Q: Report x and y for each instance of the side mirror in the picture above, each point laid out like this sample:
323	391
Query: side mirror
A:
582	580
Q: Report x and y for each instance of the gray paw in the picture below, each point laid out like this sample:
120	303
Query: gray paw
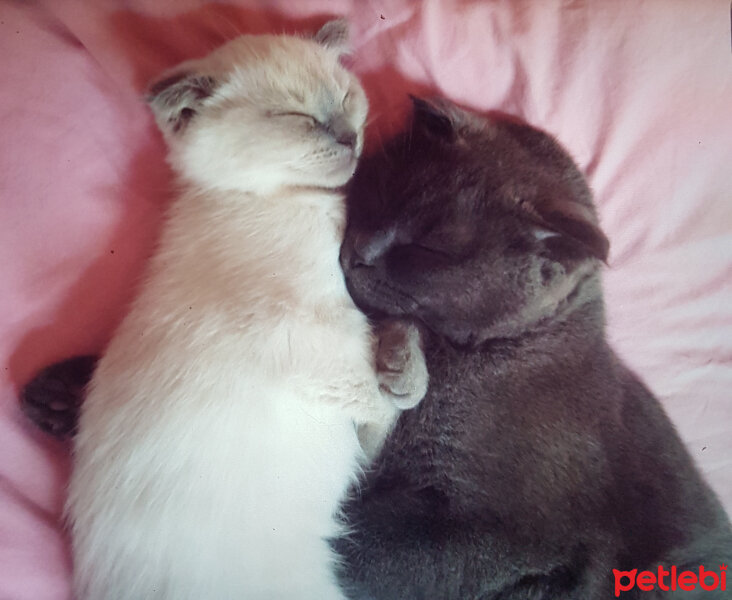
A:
400	365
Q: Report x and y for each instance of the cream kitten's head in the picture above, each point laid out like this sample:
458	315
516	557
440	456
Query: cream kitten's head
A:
264	112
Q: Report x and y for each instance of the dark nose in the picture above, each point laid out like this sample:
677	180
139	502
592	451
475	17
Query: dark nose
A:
342	132
366	248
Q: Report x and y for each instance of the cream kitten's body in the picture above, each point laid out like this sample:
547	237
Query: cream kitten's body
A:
218	436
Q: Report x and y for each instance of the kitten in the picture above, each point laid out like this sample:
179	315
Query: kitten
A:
219	434
537	463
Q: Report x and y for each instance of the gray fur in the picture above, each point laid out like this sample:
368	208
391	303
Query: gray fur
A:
537	462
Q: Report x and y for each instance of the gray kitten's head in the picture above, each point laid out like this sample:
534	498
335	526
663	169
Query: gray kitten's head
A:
479	227
264	112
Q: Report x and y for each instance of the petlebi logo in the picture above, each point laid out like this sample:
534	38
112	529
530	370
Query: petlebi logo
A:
671	579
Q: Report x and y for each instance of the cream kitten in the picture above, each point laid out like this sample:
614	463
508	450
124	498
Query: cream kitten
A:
219	433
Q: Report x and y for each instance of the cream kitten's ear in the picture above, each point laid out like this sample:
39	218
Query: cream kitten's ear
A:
176	99
334	34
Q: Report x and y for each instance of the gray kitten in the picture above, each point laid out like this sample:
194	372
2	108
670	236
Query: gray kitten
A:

**TASK ITEM:**
Leaving out any images, restate every record word for word.

**PROBLEM SOLUTION:**
Q: Report x and y for each instance of the side mirror in the picture above, each point laid out like this sample:
323	391
Query: side mirror
A:
582	580
Q: Report x and y for each instance of the gray paw in the picture below, each point laid out like this sample:
120	303
Query: gray paw
A:
400	365
Q: Report x and y for each instance of the cream kitten's head in the picture above, each point laid out like this sample:
458	315
516	557
440	456
Query: cream kitten's head
A:
264	112
Q: Report x and y for each instance of the dark nose in the picture above, each point laid out like this sample:
677	180
139	502
592	451
475	17
Query: dark nose
A:
342	132
366	248
Q: Report x and y for each instance of the cream kitten's body in the picture above, each point laid out like this sample:
547	237
Query: cream kitten's body
A:
218	436
Q: Report x and y for each instance of the kitten in the picture above, each point laid out like this sample:
179	315
Query: kitten
A:
219	434
537	463
Q: Report x and y for each instance of the gray fur in the picture above, each point laid out like this sample:
368	208
391	303
Query: gray fur
A:
537	462
Q: Report x and y for each instance of the gray kitten's head in the picture above, each point laid out like this sample:
534	498
335	526
663	169
Query: gray kitten's head
A:
479	227
264	112
Q: Report x and y for each instance of the petlebi logo in the picture above, each point laid out like this sample:
534	38
112	529
530	370
Query: petlebi logo
A:
671	579
Q: Report x and y for each instance of the cream kitten in the picture above, each point laid out like this sample:
614	463
508	450
124	498
Query: cream kitten
A:
219	433
Q: Report x and y for each instance of the cream kitten's ear in the picture above, each point laid out like this sample:
39	218
Query: cream kitten's ear
A:
176	99
334	34
Q: Report x and y for each instance of the gray kitten in the picture above, each point laid out like this sample:
194	372
2	108
670	236
Query: gray kitten
A:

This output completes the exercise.